Detection listing:
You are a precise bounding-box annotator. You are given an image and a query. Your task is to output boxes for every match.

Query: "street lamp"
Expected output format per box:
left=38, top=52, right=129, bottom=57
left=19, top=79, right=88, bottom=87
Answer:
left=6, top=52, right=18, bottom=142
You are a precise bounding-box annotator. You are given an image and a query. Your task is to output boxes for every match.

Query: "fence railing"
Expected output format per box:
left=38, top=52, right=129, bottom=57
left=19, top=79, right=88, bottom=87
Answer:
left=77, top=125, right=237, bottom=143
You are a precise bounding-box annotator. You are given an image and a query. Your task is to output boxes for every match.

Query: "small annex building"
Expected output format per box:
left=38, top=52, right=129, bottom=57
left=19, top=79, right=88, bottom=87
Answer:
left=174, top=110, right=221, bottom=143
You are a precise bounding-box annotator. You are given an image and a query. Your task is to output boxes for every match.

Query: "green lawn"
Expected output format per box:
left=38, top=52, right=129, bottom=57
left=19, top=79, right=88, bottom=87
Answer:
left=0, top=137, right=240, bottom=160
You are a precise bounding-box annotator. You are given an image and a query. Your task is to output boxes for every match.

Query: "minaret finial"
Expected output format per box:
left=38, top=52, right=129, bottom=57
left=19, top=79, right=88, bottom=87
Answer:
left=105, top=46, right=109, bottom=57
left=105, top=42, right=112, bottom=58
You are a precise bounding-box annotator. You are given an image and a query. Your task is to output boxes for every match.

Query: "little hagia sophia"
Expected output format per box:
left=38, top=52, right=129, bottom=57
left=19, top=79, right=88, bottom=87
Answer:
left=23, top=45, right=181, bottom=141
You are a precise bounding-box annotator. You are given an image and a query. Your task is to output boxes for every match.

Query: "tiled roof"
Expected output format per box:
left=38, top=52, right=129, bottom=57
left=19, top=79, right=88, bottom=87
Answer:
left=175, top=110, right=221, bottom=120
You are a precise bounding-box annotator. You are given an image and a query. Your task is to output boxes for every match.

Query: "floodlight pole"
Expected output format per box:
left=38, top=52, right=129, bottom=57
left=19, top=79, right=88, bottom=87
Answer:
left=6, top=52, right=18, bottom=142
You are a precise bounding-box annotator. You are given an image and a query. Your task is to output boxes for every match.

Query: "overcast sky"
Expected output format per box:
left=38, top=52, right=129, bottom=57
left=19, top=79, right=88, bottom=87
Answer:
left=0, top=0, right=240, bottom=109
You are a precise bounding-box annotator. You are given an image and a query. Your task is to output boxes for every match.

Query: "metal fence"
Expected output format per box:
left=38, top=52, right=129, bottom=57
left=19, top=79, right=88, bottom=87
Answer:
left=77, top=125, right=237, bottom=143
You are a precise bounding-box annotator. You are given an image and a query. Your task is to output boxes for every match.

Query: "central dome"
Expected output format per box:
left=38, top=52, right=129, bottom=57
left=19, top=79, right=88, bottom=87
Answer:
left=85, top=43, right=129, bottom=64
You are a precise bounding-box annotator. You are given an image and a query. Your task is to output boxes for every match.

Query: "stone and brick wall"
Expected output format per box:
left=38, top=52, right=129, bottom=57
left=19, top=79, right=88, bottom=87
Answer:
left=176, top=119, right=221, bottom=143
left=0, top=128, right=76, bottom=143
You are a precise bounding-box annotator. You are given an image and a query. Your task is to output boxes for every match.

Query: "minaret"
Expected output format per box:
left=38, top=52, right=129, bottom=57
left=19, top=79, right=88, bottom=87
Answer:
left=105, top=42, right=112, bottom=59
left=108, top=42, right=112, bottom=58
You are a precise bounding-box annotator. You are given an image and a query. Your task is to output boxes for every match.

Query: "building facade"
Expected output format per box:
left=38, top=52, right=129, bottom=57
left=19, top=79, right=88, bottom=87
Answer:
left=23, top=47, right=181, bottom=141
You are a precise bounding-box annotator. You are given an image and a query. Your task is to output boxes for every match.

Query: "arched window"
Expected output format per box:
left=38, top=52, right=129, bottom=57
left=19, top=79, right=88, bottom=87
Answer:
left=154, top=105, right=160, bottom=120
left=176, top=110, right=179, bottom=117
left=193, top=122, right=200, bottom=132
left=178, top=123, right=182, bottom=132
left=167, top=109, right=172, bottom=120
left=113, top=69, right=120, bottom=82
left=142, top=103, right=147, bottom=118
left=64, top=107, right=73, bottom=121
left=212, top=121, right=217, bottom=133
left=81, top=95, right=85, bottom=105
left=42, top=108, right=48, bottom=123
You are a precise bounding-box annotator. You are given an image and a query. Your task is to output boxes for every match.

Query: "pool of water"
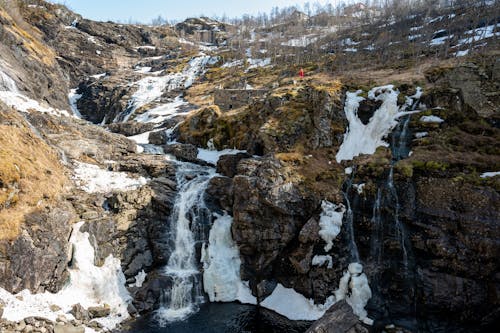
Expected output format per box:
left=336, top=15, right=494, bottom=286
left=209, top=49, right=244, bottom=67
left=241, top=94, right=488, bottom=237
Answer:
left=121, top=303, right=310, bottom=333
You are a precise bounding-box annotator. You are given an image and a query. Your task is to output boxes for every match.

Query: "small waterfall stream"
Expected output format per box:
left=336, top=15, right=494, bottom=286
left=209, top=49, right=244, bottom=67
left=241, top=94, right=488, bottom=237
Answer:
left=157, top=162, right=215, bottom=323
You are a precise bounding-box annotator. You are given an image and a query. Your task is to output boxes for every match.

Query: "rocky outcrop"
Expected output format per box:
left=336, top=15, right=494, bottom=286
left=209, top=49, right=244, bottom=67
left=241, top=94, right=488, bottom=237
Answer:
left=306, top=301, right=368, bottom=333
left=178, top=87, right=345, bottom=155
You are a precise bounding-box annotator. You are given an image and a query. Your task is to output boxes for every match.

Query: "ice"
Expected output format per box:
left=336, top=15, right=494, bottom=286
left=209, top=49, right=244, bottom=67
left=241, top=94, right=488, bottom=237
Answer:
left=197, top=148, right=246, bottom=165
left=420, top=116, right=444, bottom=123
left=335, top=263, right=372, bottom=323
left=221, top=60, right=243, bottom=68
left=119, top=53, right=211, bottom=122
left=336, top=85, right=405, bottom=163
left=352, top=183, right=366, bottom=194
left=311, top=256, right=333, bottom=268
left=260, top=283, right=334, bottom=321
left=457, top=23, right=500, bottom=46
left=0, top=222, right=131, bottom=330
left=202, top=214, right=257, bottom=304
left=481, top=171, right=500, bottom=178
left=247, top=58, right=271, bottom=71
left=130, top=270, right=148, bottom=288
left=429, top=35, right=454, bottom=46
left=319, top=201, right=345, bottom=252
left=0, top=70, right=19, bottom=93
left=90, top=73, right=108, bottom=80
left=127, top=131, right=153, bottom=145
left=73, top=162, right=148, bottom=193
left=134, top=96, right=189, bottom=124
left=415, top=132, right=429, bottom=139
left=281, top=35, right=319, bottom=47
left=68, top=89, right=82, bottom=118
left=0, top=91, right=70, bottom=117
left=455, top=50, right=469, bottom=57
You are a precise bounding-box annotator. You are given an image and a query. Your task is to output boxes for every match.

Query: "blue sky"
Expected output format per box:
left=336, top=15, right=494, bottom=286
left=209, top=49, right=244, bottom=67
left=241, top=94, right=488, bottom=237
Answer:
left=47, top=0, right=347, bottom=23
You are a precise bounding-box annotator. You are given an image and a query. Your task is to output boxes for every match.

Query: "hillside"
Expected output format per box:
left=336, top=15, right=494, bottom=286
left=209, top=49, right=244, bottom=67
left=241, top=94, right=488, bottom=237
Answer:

What is required:
Switch "every match" to "each match" everywhere in the listing above, keeping all other text unchanged. Leave the pictures out of your answer.

Finished exercise:
You are a precise bounding-box annotator. You are given an image and a query. Your task is to output boxes for each match.

Query: "street lamp"
Expected output format per box:
left=38, top=52, right=129, bottom=57
left=19, top=79, right=88, bottom=87
Answer:
left=6, top=52, right=18, bottom=142
You are a precise bounding-box annotator. You are given an image and a query. Your task is to output boxes for each match.

Query: "fence railing"
Expected output format per box:
left=38, top=52, right=129, bottom=57
left=19, top=79, right=88, bottom=87
Answer:
left=77, top=125, right=237, bottom=143
You are a precise bounding-box annotator. You are given an image and a query. Your task is to output boxes for each match.

Query: "small annex building"
Expected output format per box:
left=38, top=52, right=129, bottom=57
left=19, top=79, right=88, bottom=87
Answer:
left=174, top=110, right=221, bottom=143
You are a precise bounding-box annotator. You are given an image and a query. Your task is to output boxes for each match.

Query: "green lawn"
Expected output format per box:
left=38, top=52, right=129, bottom=57
left=19, top=79, right=88, bottom=87
Answer:
left=0, top=137, right=240, bottom=160
You are a precise bounding-box annotator. You are given an image and a query. Your task is to output boxes for each match.

Query: "minaret finial"
Expected output format per box:
left=38, top=52, right=129, bottom=57
left=19, top=79, right=88, bottom=87
Answer:
left=105, top=46, right=109, bottom=57
left=105, top=42, right=112, bottom=58
You are a precise bounding-box annotator. You are given an image and a query. Your task is to output boxes for each match.

Query: "little hagia sophia"
Expected output format per box:
left=38, top=52, right=129, bottom=57
left=19, top=79, right=88, bottom=87
Answer:
left=23, top=45, right=181, bottom=141
You are a precise bounding-box annotator. You are given an image and a query. Your task is to output boxes for each match.

Query: "tiled roof"
Expected output format per box:
left=38, top=52, right=129, bottom=57
left=19, top=79, right=88, bottom=87
Answer:
left=175, top=110, right=221, bottom=120
You are a precise bounding-box annotator. You are given an image and a query. Your task is to output boxes for each match.

Query: "floodlight pole"
Expected output format per box:
left=38, top=52, right=129, bottom=57
left=19, top=79, right=88, bottom=87
Answer:
left=6, top=52, right=18, bottom=142
You are a precise bounding-box annotator. You are given an image and a query. Your task is to output boxes for each match.

Query: "overcast sky"
Expected output format per box:
left=38, top=52, right=129, bottom=57
left=19, top=79, right=88, bottom=87
Answer:
left=0, top=0, right=240, bottom=109
You are a precise bounding-box annotator. You are given an image and a query. Your task is to output boxes for each match.

Query: "metal fence"
Expected output format per box:
left=38, top=52, right=129, bottom=57
left=19, top=79, right=88, bottom=87
Answer:
left=77, top=125, right=237, bottom=143
You are a precise bounding-box annotator. You are given an image and a query. Your task is to output boxes for each match.

Query: "central dome"
Expected output format per box:
left=38, top=52, right=129, bottom=57
left=19, top=79, right=88, bottom=87
Answer:
left=85, top=43, right=129, bottom=64
You are a precise bounding-box annotator. You are given an image and a query. Your task is to output boxes for each match.

Query: "stone and brick wall"
Expected output format per box:
left=38, top=52, right=129, bottom=57
left=19, top=79, right=88, bottom=87
Answer:
left=176, top=119, right=221, bottom=143
left=0, top=128, right=76, bottom=143
You are a precise bounding-box annotator. You are given an image and a query. Your task is to output boxes for each match.

Query: "minaret"
Expected output format per box:
left=38, top=52, right=129, bottom=57
left=19, top=79, right=88, bottom=87
Answer:
left=105, top=42, right=112, bottom=59
left=108, top=42, right=112, bottom=58
You are a precise bounding-box annotator. You are given an image and a query. Your task is to output boxes for each match.

Query: "building facade"
Expected output format per box:
left=38, top=52, right=129, bottom=57
left=19, top=79, right=88, bottom=87
Answer:
left=23, top=47, right=181, bottom=141
You are a precise bounding-box annotator. You are given an image and a query. Your task is to output boxes for each match.

Query: "arched window"
Expected output format per box:
left=38, top=52, right=129, bottom=57
left=19, top=79, right=88, bottom=87
Answer:
left=154, top=105, right=160, bottom=120
left=176, top=110, right=179, bottom=117
left=193, top=122, right=200, bottom=132
left=178, top=123, right=182, bottom=132
left=167, top=109, right=172, bottom=120
left=113, top=69, right=120, bottom=82
left=142, top=103, right=147, bottom=118
left=64, top=107, right=73, bottom=121
left=212, top=121, right=217, bottom=133
left=81, top=95, right=85, bottom=105
left=42, top=108, right=48, bottom=123
You are a precise bounding-box annotator. You are given an image and a query. Your task is to output boxes for each match.

Query: "pool of water"
Expected output format per box:
left=336, top=15, right=494, bottom=286
left=209, top=49, right=244, bottom=67
left=241, top=94, right=488, bottom=237
Answer:
left=121, top=303, right=310, bottom=333
You are a precise bounding-box annotator. You are given an image and a query. Your task is to output boxes for each match.

Query: "small waterfall stream"
Expected output format per box:
left=336, top=15, right=494, bottom=286
left=209, top=49, right=244, bottom=67
left=241, top=94, right=488, bottom=237
Answer:
left=157, top=162, right=215, bottom=323
You are a precise bounding-box annotator. You are given an image and a query. Your task is to output boxes for each match.

Query: "rocky outcrop"
Expected output format per box:
left=336, top=15, right=494, bottom=286
left=209, top=49, right=244, bottom=67
left=241, top=94, right=488, bottom=237
Answer:
left=306, top=301, right=368, bottom=333
left=178, top=87, right=345, bottom=155
You are a precise bounding-box annotator. You are given an image and a query. Your task is to output boxes for each match.

Query: "ice"
Expected output format per box:
left=336, top=15, right=494, bottom=286
left=209, top=49, right=244, bottom=67
left=241, top=94, right=488, bottom=237
Answer:
left=197, top=148, right=246, bottom=165
left=420, top=116, right=444, bottom=123
left=335, top=263, right=372, bottom=323
left=221, top=60, right=243, bottom=68
left=119, top=53, right=211, bottom=122
left=336, top=85, right=405, bottom=163
left=352, top=183, right=366, bottom=194
left=311, top=256, right=333, bottom=268
left=260, top=283, right=334, bottom=321
left=457, top=23, right=500, bottom=46
left=0, top=222, right=131, bottom=330
left=202, top=214, right=257, bottom=304
left=481, top=171, right=500, bottom=178
left=247, top=58, right=271, bottom=71
left=130, top=270, right=148, bottom=288
left=429, top=35, right=454, bottom=46
left=319, top=201, right=345, bottom=252
left=0, top=70, right=19, bottom=93
left=90, top=73, right=108, bottom=80
left=127, top=131, right=153, bottom=145
left=73, top=162, right=148, bottom=193
left=134, top=96, right=189, bottom=124
left=415, top=132, right=429, bottom=139
left=281, top=35, right=319, bottom=47
left=68, top=89, right=82, bottom=118
left=0, top=91, right=70, bottom=117
left=455, top=50, right=469, bottom=57
You are a precise bounding-box annotator. You are given an image and a query. Your task is to output boxes for each match.

Query: "blue sky"
Expected output format per box:
left=336, top=15, right=494, bottom=286
left=209, top=49, right=244, bottom=67
left=241, top=94, right=488, bottom=237
Answer:
left=47, top=0, right=347, bottom=23
You are a precise bounding-box annotator. You are given an image and a query. Your task is to output boxes for each match.

Query: "hillside"
Expected output format per box:
left=336, top=15, right=494, bottom=286
left=209, top=49, right=244, bottom=67
left=241, top=94, right=488, bottom=237
Answer:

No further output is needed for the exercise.